(Stored data)

───

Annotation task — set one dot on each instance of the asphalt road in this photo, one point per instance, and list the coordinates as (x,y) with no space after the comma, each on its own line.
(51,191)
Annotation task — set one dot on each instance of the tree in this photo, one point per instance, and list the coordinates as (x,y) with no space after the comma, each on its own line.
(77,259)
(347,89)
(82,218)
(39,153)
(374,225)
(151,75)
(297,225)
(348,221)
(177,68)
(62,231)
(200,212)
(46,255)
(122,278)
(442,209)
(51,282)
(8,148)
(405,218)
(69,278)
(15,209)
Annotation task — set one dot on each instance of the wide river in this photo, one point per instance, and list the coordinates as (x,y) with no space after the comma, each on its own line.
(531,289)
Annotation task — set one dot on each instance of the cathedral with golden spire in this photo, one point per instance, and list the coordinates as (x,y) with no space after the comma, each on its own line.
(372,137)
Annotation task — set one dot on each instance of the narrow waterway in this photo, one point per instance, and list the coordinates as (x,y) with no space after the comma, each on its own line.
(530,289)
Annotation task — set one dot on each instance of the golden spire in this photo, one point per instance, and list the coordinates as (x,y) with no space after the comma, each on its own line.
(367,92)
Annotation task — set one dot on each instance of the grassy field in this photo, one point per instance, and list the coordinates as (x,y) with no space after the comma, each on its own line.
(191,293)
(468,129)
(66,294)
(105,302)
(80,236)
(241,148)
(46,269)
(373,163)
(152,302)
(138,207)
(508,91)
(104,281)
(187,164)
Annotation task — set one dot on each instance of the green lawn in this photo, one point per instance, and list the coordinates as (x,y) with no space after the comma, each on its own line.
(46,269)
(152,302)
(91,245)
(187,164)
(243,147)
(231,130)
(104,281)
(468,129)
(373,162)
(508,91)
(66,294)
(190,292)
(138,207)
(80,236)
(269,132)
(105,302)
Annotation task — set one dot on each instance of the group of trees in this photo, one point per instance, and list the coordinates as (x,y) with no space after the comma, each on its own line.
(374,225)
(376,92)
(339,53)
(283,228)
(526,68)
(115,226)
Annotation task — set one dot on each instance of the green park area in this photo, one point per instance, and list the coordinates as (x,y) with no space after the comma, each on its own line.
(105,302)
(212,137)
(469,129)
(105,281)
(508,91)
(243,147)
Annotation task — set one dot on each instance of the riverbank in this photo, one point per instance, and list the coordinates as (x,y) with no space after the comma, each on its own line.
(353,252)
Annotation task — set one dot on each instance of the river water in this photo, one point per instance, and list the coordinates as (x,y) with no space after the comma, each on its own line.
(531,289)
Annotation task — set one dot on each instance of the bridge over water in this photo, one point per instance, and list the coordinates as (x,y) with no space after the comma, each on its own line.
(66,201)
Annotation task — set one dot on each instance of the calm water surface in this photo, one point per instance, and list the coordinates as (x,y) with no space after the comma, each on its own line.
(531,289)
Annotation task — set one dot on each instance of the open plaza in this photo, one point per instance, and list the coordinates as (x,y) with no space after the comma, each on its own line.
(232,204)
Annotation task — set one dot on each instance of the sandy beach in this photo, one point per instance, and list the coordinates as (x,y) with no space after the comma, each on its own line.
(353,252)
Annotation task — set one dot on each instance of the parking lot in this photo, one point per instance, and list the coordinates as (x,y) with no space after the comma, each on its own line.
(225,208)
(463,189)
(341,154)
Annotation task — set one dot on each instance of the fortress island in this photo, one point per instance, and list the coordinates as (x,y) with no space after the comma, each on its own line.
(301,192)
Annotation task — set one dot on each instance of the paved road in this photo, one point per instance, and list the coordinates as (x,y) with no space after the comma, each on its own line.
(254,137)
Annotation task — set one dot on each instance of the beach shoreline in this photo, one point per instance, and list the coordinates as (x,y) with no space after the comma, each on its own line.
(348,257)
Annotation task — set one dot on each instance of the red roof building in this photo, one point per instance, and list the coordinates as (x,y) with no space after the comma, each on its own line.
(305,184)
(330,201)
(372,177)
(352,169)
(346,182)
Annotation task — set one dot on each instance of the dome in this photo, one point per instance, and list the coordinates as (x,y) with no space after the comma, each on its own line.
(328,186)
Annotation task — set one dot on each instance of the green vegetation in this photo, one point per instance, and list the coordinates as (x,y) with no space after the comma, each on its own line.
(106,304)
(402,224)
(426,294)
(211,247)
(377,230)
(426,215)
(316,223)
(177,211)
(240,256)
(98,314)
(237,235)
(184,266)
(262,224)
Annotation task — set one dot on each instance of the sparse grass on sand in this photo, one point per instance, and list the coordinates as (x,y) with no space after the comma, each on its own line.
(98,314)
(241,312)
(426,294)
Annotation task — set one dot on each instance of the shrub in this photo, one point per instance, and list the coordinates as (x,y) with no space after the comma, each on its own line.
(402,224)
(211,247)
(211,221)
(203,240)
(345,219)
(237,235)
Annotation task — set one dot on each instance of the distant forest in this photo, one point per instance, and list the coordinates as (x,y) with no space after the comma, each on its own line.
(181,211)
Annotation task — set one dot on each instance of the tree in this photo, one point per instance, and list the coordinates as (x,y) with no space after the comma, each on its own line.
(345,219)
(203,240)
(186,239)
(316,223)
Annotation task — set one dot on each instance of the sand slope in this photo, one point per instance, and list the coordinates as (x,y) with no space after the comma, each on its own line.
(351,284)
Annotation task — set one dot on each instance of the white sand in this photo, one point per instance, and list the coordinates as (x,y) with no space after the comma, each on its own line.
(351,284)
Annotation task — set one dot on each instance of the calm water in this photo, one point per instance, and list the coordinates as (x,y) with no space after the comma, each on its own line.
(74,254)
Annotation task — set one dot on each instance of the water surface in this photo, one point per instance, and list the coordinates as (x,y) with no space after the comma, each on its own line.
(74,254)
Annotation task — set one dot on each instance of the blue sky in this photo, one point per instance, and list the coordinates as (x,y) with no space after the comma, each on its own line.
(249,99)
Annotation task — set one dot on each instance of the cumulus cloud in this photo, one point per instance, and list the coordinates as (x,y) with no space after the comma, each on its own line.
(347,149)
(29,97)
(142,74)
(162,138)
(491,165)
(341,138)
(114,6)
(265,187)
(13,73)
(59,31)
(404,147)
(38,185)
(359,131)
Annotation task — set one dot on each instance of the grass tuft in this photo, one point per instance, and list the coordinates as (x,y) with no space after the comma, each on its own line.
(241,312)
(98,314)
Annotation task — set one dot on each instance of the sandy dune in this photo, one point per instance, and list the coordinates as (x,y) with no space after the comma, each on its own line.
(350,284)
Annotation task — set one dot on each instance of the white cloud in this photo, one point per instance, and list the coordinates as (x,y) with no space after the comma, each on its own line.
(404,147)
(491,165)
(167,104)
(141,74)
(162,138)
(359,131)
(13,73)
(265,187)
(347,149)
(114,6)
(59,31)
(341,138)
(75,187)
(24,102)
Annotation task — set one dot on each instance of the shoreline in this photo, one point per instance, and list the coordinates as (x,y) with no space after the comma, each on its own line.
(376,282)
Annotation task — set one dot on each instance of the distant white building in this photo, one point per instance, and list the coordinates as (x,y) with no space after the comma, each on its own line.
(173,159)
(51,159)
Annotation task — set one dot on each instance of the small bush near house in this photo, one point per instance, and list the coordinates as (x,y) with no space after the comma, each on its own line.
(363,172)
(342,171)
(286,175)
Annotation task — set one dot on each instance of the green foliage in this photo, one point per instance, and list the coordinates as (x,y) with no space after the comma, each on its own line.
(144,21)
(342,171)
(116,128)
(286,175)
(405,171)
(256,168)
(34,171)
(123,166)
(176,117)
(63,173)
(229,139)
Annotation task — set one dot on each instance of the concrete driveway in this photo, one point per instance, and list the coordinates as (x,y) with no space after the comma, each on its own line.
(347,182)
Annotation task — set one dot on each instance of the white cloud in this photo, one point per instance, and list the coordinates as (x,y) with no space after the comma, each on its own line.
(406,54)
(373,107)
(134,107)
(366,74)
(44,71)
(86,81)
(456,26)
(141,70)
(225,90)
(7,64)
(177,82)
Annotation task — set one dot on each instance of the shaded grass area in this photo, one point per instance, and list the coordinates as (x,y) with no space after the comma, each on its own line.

───

### What you have to do:
Write out the lines above, starting at the line that contains "of the shoreline" and ending with the final line, and nothing else; copy them exactly.

### The completed task:
Annotation task — set one dot on each instance of the shoreline in this photo, one point per instance, and list the coordinates as (x,y) with no space after the comma, each on its own line.
(376,282)
Annotation task — set one dot on each instance of the distant white building in this photo, one point per instance, and list the coordinates as (x,y) with no space after the comma, each on its own line.
(173,159)
(51,159)
Annotation task — set one dot on each instance of the small bush near house in this photo, one point per instance, and list the coordinates as (x,y) with no space after the comma, each on its own line.
(363,172)
(342,171)
(286,175)
Annotation task — set one dot on each instance of the green foliage in this photo, one point per instance, and list the coordinates as (x,y) with no space after the comma, each on its own line.
(144,21)
(342,171)
(116,128)
(286,175)
(405,171)
(256,168)
(34,171)
(123,166)
(176,117)
(63,173)
(229,139)
Annotation task — set one dot on each instance of the concrete driveway in this photo, one point per instance, and list the coordinates as (x,y) with no space after the comma, each on its own line.
(347,182)
Annotation task — set one dot on each instance of the white cloud in this photo, one point per instance, and list the coordinates as (x,y) with no space after the comma, each on its own line.
(406,54)
(373,107)
(134,107)
(366,74)
(44,71)
(86,81)
(456,26)
(141,70)
(225,90)
(7,64)
(177,82)
Annotation task — set one dot on each instance of the shaded grass area in this photo, one point per instance, and list the coordinates as (x,y) with no space after the comma, each on its own line.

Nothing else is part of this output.